• _Exercise requirements_
1. In the recollection of early years at CAS, in what year did Nichols join CAS, and in what position?
2. Translate this sentence from the recollection of early years at CAS into Spanish: "We had groups that went white-water rafting and skiing together (the ski group still has an annual trip)."

• _Reading text_
Back then, we were using punch cards to create computer programs, and the real status symbol was if you had a metal tray to put the cards in to submit it to run. If your rubber band around the card deck broke, it was not a fun time trying to get the program cards back in the right order. One of the practical jokes was to drop a fake deck just to see the reaction—including one time when the cards were dropped when someone was getting out of the elevator and went down between the floors. Hmm, actually I think that was a real deck.
When I started, the information technology department was just ramping up staffing, and the CAS Recreation Association (CASRA) was a big help in getting a lot of new staff together after work. We used to play volleyball on the lawn on Monday nights, softball on the lawn on Friday nights, and many staff participated in bowling or golfing, for example, together after work. It really brought people together. We had groups that went white-water rafting and skiing together (the ski group still has an annual trip).
Rafting was great fun. I do remember on one occasion when a person from Finance got out of the raft to push the raft off a rock and then it left without him. He truly was "up a creek without a paddle." He had to jump into the middle of a rapid and float downstream. Don't worry, he survived.
Nichols received a B.S. degree in mathematics from Marshall University and joined CAS in 1975 as a staff programmer. She spent her first 24 years in IT, then two years in new product development, nine months in marketing, and the past five years back in IT.

• _Information provided_
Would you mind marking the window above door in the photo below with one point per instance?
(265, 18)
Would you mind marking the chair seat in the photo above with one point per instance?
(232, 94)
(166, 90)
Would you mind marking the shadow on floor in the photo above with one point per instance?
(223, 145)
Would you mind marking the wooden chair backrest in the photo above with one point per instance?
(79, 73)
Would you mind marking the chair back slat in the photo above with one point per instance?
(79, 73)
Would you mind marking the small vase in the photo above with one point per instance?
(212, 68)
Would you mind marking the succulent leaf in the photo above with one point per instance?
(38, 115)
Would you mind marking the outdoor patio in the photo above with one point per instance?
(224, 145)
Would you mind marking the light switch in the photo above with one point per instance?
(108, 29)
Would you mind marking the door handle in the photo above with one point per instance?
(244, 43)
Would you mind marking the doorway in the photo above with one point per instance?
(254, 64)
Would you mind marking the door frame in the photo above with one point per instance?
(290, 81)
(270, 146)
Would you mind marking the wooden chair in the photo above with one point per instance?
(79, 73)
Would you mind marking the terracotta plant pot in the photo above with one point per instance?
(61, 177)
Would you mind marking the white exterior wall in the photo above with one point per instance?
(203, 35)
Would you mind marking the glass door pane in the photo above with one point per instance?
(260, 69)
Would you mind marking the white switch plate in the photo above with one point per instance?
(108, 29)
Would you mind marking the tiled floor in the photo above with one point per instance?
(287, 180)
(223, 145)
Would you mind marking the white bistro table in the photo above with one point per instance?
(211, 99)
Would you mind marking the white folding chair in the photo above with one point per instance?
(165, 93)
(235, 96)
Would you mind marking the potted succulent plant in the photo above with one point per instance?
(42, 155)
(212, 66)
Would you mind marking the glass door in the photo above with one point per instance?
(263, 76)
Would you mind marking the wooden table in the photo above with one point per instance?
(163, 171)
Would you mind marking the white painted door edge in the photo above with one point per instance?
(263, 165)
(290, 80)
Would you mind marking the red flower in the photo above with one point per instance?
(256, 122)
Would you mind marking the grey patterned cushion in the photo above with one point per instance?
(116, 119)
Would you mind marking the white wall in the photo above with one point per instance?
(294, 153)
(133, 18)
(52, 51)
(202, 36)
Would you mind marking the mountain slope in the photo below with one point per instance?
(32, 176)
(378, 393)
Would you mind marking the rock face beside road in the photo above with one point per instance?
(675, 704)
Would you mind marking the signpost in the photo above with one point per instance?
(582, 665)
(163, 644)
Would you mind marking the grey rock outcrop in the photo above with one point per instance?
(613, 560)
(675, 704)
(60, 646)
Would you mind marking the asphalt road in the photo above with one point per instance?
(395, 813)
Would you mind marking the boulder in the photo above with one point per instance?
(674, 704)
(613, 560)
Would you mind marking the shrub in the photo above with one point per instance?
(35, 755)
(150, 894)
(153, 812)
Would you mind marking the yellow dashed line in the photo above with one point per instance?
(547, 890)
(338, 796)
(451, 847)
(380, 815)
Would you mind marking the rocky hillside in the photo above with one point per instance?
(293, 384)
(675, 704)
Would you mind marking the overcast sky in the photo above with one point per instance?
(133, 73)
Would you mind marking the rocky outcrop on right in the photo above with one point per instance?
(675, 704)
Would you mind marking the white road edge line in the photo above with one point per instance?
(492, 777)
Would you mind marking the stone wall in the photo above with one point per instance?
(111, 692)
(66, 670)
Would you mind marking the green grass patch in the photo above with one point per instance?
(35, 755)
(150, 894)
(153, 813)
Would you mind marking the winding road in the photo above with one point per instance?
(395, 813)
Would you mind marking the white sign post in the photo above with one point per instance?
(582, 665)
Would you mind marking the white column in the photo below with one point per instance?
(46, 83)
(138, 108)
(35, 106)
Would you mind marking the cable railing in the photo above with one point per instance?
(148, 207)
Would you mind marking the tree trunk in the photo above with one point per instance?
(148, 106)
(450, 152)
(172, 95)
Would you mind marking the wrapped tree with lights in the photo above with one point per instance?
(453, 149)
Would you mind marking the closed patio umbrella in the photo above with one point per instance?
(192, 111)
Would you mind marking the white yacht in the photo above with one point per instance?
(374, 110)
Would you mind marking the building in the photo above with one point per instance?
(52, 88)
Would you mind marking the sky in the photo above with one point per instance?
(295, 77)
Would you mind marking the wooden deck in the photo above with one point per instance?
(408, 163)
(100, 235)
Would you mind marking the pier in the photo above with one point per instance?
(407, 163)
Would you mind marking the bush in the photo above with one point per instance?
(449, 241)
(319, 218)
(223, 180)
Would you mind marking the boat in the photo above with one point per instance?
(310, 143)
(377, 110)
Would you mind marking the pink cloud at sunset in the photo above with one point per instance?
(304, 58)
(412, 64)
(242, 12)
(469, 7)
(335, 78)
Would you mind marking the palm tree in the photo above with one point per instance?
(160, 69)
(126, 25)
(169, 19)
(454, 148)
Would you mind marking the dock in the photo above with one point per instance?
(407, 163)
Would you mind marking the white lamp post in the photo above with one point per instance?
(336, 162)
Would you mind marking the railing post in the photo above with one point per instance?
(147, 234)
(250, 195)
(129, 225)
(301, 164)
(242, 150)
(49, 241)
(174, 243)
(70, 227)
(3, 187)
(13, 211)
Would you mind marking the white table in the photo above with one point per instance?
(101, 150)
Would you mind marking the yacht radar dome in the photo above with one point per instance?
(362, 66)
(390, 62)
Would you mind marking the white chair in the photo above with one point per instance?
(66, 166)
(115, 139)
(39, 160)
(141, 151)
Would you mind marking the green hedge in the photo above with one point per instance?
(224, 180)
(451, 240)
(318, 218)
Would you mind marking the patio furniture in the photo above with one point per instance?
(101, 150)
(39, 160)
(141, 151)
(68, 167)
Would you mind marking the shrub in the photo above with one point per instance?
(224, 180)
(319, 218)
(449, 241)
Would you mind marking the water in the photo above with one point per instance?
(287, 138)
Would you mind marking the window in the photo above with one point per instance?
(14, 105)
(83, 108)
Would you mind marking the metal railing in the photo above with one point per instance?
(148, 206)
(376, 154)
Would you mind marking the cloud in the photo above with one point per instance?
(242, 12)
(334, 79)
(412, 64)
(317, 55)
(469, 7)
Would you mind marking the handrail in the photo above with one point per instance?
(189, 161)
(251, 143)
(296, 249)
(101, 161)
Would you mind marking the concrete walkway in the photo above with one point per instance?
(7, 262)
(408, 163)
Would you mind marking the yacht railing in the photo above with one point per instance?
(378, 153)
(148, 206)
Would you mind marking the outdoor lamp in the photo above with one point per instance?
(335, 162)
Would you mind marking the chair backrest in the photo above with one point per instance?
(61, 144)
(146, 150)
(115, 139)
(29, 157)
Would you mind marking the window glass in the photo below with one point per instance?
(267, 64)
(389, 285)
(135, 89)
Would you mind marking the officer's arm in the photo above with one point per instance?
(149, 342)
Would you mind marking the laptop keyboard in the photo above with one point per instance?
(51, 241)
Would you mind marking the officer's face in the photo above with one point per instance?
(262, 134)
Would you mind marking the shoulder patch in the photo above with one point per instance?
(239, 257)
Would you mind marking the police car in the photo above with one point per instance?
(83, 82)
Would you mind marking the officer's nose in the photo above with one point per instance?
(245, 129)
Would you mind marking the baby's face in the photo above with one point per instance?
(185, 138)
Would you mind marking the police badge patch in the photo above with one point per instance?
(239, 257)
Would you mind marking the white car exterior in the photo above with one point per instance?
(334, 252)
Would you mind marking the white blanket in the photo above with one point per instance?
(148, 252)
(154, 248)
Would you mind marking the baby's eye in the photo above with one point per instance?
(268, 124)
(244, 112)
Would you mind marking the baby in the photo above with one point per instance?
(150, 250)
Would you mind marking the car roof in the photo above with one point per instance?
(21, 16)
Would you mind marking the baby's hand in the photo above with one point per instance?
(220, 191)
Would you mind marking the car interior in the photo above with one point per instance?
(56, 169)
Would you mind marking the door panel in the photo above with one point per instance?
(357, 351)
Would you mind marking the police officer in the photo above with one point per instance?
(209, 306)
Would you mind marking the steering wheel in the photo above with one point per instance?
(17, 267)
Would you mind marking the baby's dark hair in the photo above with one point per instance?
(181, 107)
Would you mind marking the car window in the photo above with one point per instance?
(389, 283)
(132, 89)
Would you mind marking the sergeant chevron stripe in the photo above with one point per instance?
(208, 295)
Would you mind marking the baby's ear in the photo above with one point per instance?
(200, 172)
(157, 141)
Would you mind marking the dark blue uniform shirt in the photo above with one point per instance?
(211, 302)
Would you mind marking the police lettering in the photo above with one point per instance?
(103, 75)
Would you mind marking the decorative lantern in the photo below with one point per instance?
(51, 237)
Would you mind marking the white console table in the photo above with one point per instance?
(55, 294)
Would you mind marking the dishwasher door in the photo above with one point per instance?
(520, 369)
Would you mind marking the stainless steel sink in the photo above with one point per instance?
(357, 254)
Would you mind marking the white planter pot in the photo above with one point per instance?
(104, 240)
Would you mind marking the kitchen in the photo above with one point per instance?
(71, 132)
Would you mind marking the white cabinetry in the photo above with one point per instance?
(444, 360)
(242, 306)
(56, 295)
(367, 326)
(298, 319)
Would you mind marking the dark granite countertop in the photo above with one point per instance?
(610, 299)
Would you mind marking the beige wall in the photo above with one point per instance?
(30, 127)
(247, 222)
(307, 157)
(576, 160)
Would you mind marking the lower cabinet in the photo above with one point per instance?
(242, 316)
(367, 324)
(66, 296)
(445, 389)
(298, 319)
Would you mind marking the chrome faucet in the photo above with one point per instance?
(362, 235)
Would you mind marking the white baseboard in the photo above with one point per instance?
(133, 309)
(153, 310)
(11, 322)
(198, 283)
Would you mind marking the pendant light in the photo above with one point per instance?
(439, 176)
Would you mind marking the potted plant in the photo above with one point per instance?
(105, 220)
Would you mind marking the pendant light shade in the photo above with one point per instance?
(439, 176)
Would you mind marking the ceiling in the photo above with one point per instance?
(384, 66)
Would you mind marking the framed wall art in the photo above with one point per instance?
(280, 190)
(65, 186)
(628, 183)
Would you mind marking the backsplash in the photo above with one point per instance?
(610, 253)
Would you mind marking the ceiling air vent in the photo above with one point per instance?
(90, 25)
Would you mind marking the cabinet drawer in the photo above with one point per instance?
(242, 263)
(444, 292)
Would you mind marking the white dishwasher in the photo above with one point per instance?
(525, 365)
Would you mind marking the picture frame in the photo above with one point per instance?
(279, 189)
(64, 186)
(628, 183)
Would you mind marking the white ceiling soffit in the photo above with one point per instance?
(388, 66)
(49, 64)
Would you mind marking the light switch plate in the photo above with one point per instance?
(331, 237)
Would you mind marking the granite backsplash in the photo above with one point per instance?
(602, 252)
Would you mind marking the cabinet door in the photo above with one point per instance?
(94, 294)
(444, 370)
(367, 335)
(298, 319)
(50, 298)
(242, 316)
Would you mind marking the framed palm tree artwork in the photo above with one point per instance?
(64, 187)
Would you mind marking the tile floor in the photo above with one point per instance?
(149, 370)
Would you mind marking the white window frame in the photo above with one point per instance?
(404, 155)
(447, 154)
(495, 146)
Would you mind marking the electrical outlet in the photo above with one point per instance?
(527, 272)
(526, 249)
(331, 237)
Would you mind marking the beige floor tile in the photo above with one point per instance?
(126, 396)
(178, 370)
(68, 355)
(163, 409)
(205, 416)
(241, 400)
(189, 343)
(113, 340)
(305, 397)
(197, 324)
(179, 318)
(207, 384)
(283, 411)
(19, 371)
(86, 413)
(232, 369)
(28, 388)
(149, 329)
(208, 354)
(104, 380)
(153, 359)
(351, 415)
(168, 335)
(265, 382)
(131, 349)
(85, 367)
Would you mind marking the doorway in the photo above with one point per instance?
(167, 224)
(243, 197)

• _Per-task answers_
1. Nichols joined CAS in 1975 as a staff programmer.

2. Teníamos grupos que iban juntos a hacer rafting en aguas bravas y a esquiar (el grupo de esquí todavía hace un viaje anual).